> **Coordinate annotation entries**
--- START ---

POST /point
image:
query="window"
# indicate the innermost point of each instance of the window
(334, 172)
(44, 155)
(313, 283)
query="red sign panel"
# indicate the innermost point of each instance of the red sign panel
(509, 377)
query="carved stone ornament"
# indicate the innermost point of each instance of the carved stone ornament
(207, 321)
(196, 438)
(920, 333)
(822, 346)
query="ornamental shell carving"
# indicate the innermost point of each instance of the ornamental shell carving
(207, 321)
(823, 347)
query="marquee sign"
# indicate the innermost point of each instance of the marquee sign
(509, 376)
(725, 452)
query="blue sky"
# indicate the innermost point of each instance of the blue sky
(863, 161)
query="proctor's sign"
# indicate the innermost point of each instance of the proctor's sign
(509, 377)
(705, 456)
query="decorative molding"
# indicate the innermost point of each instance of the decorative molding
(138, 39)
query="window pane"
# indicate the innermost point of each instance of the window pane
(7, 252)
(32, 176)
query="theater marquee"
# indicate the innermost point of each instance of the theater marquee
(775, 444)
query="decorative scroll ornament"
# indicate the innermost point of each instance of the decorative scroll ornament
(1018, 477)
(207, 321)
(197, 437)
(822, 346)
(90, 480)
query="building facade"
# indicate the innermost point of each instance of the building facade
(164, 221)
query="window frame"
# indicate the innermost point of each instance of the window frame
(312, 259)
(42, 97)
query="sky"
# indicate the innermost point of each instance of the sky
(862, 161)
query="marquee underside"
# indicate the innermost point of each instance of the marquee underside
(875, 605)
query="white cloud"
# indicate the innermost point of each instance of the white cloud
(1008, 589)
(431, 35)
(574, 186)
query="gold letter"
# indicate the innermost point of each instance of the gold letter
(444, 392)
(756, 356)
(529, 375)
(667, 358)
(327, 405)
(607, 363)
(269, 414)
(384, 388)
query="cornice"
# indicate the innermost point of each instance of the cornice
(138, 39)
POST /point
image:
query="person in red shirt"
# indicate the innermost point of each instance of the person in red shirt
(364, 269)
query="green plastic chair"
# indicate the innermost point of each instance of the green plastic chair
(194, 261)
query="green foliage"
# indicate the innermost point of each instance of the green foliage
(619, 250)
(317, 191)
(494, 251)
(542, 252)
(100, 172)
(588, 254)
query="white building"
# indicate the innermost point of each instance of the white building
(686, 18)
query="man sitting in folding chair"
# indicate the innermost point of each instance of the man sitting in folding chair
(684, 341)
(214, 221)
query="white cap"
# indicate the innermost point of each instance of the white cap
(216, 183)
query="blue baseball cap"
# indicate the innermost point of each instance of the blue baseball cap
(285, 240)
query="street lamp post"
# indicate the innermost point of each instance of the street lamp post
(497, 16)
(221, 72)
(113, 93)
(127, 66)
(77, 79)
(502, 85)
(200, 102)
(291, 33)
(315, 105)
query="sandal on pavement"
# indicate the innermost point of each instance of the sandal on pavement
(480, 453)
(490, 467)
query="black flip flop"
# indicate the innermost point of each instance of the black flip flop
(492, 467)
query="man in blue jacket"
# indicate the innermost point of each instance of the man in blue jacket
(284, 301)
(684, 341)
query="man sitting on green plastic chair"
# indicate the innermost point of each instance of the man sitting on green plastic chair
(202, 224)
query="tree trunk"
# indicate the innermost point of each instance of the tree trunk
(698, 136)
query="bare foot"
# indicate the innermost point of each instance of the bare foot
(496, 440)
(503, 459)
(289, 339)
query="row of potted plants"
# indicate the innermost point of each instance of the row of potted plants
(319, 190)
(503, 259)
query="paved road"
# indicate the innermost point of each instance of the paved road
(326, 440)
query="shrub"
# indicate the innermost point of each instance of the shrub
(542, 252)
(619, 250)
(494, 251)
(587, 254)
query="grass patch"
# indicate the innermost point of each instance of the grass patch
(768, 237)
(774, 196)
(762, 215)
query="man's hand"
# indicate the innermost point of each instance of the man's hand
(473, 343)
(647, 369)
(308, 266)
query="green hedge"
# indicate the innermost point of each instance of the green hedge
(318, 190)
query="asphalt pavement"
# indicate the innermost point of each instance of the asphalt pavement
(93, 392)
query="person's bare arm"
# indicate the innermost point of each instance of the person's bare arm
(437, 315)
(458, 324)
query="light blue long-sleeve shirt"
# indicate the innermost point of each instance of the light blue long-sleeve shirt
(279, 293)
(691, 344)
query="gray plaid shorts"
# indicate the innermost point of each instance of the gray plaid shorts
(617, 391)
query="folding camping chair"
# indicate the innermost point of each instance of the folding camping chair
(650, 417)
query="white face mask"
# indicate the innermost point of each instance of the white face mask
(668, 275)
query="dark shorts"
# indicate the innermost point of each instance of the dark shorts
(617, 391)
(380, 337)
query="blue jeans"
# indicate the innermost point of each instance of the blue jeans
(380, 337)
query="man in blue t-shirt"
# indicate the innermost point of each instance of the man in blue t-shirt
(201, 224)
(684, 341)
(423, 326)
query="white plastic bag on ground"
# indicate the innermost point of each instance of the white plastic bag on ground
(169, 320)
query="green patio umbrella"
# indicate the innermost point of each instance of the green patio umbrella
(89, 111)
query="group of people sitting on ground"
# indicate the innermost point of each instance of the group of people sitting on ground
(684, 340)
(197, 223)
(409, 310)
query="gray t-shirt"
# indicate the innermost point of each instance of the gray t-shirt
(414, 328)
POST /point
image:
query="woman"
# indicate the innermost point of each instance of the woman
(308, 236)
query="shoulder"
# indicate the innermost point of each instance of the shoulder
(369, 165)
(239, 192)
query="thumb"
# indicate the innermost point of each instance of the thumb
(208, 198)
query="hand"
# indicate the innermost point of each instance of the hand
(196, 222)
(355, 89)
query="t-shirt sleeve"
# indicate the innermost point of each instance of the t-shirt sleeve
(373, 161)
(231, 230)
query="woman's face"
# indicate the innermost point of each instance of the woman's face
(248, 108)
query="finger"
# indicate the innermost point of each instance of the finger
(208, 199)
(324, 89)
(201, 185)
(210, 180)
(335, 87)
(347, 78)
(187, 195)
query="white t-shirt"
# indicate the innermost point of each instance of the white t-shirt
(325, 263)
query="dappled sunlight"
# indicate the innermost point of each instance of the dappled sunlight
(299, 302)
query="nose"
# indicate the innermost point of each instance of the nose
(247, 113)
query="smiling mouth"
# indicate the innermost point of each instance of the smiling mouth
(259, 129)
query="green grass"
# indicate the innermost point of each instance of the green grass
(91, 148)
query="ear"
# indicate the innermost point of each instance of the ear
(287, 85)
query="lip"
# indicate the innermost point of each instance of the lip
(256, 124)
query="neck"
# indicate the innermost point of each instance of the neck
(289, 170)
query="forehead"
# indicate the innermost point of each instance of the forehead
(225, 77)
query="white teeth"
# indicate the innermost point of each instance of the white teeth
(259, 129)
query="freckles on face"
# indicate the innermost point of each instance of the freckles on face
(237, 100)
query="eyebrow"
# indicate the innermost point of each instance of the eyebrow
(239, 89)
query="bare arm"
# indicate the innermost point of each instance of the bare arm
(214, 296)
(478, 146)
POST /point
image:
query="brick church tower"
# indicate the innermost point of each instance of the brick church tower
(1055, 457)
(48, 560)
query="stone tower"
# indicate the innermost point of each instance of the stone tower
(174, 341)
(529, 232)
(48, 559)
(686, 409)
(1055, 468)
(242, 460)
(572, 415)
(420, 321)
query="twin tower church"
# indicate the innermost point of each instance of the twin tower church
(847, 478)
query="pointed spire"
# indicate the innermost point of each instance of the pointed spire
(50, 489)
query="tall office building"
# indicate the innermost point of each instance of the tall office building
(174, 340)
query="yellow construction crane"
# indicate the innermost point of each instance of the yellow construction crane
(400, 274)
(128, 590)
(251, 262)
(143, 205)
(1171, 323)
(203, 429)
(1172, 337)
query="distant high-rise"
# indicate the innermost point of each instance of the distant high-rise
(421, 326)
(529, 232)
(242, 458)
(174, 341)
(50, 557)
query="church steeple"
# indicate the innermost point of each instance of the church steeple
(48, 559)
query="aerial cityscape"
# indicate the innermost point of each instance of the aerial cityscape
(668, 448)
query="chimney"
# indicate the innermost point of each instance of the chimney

--- END ---

> **Given instruction**
How many lines in the entries contain the word "face"? Reply with the number alone.

> **Exercise output**
6